## Task requirements
1/ Copy the passage of the gun-deaths column from "This is my column" to "their own lives.".
2/ Carry the column on gun deaths forward from its final sentence.

═══ Excerpt provided ═══

This is my column published in the Spectrum on 12/24/12:
“As I look at the photos of those who died, I wonder how many more must die before we come to our senses and begin to converse with each other while searching together for a way to reduce gun deaths in our nation?”
I concluded an earlier column in August after the Aurora Colorado tragedy with those words. Sadly the conversation never happened.
Now here I am again with horrific images floating through my mind of a Connecticut grade school and the unimaginable carnage that leaves the families and friends of twenty innocent 6 and 7-year-old children in unbearable pain and grief. In the midst of the chaos the loving dedicated professionals, who went to work on that Friday committed to doing their job of enriching the minds of these precious children, acted heroically, six at the cost of their own lives.
Many of the first responders rushed onto the scene to help and were confronted with overwhelming horror and helplessness.
My thoughts return to my own experience with guns. I lived in the Northeast for nearly half of my life where gun ownership was not encouraged. My family included adopted children some of whom came from deeply troubled early childhood experiences. At no time did I consider it desirable to have guns in the home.

═══ Available data ═══

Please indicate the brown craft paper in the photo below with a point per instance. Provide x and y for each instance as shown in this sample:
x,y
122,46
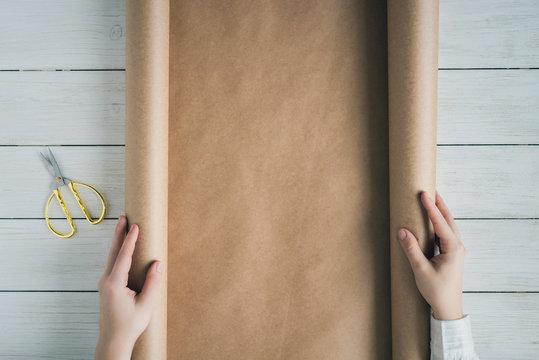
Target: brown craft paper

═══

## Answers to the tasks
1/
This is my column published in the Spectrum on 12/24/12:
“As I look at the photos of those who died, I wonder how many more must die before we come to our senses and begin to converse with each other while searching together for a way to reduce gun deaths in our nation?”
I concluded an earlier column in August after the Aurora Colorado tragedy with those words. Sadly the conversation never happened.
Now here I am again with horrific images floating through my mind of a Connecticut grade school and the unimaginable carnage that leaves the families and friends of twenty innocent 6 and 7-year-old children in unbearable pain and grief. In the midst of the chaos the loving dedicated professionals, who went to work on that Friday committed to doing their job of enriching the minds of these precious children, acted heroically, six at the cost of their own lives.

2/
Then I moved to the South and the culture was more accepting of guns. With my children gone I purchased two revolvers. Trying to develop and maintain a reasonable level of proficiency I visited a local shooting range periodically and did some target shooting at the bulls eye type targets.
One day in the stall next to me there was a young man with some type of a weapon that was larger than a pistol but smaller than an assault weapon. His cardboard target was the silhouette of a person. As he fired rapidly he was becoming more excited verging on what at the time I thought to be ecstasy. I left the range feeling stunned, went home and locked up my guns and eventually sold them.
“Guns don’t kill, people do” has become a cliché. It is an expression intended to limit thought. But is it true?
What is the attraction of semiautomatic instruments of death? As you approach Las Vegas on I-15 there is a large billboard with the photo of a military style weapon, large clip and all, along with an invitation to visit the gun store and to shoot it. With all of the pleasures available in Las Vegas, what is the visceral feeling evoked by shooting an instrument of death?
Do mentally disturbed killers who engage in these senseless slaughters find power in the gun, power that is promised by our advertising, films, and other violent cultural symbols? Is it the availability of guns that empowers the powerless with tragic consequences?
In the coming weeks we will learn more details about why these precious people lost their lives in Newtown.
Will we do anything this time?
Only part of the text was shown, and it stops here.